Source records:
——

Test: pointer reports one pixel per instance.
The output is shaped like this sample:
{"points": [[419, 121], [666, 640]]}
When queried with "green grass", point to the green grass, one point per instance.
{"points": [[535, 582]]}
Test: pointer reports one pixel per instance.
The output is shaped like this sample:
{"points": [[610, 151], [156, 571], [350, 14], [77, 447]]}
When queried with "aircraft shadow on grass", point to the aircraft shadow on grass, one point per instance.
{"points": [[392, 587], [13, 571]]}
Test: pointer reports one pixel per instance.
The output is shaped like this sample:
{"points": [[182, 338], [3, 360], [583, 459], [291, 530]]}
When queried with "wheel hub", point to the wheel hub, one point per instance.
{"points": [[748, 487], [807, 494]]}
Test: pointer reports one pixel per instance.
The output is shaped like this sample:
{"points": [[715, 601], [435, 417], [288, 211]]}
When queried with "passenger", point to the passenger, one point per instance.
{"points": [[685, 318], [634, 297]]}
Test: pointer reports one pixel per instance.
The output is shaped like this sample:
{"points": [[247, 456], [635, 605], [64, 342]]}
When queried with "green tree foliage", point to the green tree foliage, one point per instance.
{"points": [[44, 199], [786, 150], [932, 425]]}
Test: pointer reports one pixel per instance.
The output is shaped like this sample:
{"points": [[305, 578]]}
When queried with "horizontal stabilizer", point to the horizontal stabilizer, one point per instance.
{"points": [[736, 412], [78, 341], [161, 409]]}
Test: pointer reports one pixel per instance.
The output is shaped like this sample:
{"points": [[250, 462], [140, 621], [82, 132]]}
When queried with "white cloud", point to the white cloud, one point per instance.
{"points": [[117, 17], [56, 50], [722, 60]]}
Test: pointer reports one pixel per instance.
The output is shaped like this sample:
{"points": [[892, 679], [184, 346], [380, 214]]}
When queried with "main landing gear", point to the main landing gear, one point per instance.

——

> _Your objective_
Set down each record above without changing a single word.

> _Answer area_
Test: pointer reports one pixel per instance.
The output is shaped like this sample:
{"points": [[419, 121], [666, 640]]}
When queried with "green grass", point to the green grass, one point per instance.
{"points": [[535, 582]]}
Test: pointer reports one pixel per instance.
The output is shaped like this sample:
{"points": [[610, 151], [156, 571], [350, 14], [77, 447]]}
When queried with "aircraft shadow on grass", point to the aircraft shadow on grass, one point per instance.
{"points": [[392, 587], [13, 571]]}
Test: pointer reports one pixel per instance.
The output is shaped like this sample:
{"points": [[182, 338], [3, 360], [583, 459], [291, 530]]}
When queried with "wheel hub", point to the wheel hub, one point per instance.
{"points": [[748, 487], [807, 494]]}
Test: pointer reports one pixel per instance.
The output is shaped like this sample:
{"points": [[715, 601], [435, 417], [288, 211]]}
When queried with "passenger", point to the passenger, one point per instance.
{"points": [[685, 318], [634, 297]]}
Test: pointer reports one pixel per instance.
The output is shaped like this sample:
{"points": [[247, 456], [635, 605], [64, 342]]}
When queried with "green tree foliage", point to the green tree foliage, one point per instance.
{"points": [[44, 199], [786, 150], [932, 425]]}
Test: pointer reports one pixel per instance.
The output is shaped like this sample:
{"points": [[305, 578]]}
When queried with "horizontal stabilizer", point to the horizontal stabilizer, one point per instance.
{"points": [[736, 412], [78, 341], [161, 409]]}
Test: pointer reports one pixel per instance.
The output is shaped like this sample:
{"points": [[250, 462], [140, 621], [82, 132]]}
When queried with "white cloud", point to the white cloud, one point per instance.
{"points": [[117, 17], [56, 50], [722, 60]]}
Test: pointer reports one pixel per instance.
The output is shaped like this sample:
{"points": [[892, 679], [184, 346], [380, 214]]}
When queried with "main landing gear", point to the main landing gear, one point per instance.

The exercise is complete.